↓
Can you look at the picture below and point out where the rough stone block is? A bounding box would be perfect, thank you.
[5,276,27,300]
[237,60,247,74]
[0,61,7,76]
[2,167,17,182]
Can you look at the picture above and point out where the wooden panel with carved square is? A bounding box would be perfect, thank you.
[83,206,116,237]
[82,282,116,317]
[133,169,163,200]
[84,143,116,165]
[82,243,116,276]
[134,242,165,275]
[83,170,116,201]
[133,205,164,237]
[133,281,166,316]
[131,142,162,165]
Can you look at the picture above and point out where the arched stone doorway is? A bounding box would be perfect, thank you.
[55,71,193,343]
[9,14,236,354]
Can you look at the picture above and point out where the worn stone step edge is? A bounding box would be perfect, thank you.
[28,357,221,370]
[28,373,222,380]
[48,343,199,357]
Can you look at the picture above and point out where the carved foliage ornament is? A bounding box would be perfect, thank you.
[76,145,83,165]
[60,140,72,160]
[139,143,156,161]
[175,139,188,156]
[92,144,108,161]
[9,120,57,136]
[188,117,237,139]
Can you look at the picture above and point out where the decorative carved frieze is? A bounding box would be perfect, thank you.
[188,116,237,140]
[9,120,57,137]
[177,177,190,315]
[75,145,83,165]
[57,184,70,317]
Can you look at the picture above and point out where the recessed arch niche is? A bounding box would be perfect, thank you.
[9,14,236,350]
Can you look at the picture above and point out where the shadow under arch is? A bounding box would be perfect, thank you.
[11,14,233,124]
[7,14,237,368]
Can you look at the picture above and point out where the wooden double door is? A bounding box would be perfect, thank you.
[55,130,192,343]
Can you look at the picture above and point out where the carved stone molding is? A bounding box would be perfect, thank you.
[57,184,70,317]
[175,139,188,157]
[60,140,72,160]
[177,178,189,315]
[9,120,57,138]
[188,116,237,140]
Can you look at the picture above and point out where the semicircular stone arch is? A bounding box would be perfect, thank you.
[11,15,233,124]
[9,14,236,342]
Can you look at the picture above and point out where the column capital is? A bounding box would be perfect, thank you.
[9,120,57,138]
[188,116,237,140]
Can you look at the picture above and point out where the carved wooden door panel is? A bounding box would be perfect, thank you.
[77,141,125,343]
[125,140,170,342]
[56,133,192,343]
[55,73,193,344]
↑
Reproduce the entire listing with "bounding box" swapped for "rectangle" everywhere it occurs and everything else left the same.

Can you look at the picture below and point out where the rough stone block is? A rectangle would be perfect, thank you.
[5,276,27,300]
[237,60,247,74]
[0,61,7,76]
[2,167,17,182]
Can you look at the picture above and point out where the wooden panel with carved square is? A rectangle would be perfect, thank you.
[83,206,116,237]
[82,282,116,317]
[133,169,163,200]
[84,143,116,165]
[82,243,116,276]
[134,242,165,275]
[83,170,116,201]
[133,205,164,237]
[133,281,166,316]
[131,142,162,165]
Can you look at the picture above and point out where the arched stone doorway is? A rectangle would be perfect, thank you.
[55,71,193,343]
[9,14,236,354]
Can you look at the picture above and point out where the worn stone step edge is? A rectangle would be perfect, thank you.
[28,357,221,370]
[28,373,222,380]
[48,343,199,357]
Can you look at the picture above and point out where the carved foliage ornament is? A rectangle would be perfect, thank you.
[76,145,83,165]
[60,140,72,160]
[139,143,156,161]
[175,139,188,156]
[92,144,108,161]
[9,120,57,136]
[188,117,237,139]
Can you look at the picture above and point out where the decorative carved frieze is? A rectangle would be perfect, thank you.
[188,116,237,140]
[9,120,57,137]
[177,177,190,315]
[75,145,83,165]
[57,184,70,317]
Can you look at the picture above and point out where the recessed arch niche is? A rectangle would be perfect, thank you.
[9,14,236,350]
Can you look at the picture above and point out where the shadow under arch is? A rectangle would be perfect, thank you.
[11,14,233,124]
[7,14,237,368]
Can you look at the picture above and point out where the wooden double door is? A rectangle would be perfect, thank you.
[55,130,192,343]
Can you look at the picture above and point out where the carved stone molding is? A rectangle would be perfect, thank you.
[57,184,70,317]
[175,139,188,157]
[60,140,72,160]
[177,178,189,315]
[9,120,57,138]
[188,116,237,140]
Can you look at the picture above and point out where the semicircular stone arch is? A rectangle would be perfect, thank you.
[11,15,233,124]
[9,14,236,342]
Can you look at the picture above and point out where the column capital is? A rectangle would be perfect, thank you.
[9,120,57,138]
[188,116,237,140]
Can you look at the picture above and point out where the carved wooden door panel is? A rectangle would be perfect, thank you.
[77,141,125,343]
[125,140,170,342]
[56,133,192,343]
[55,73,193,344]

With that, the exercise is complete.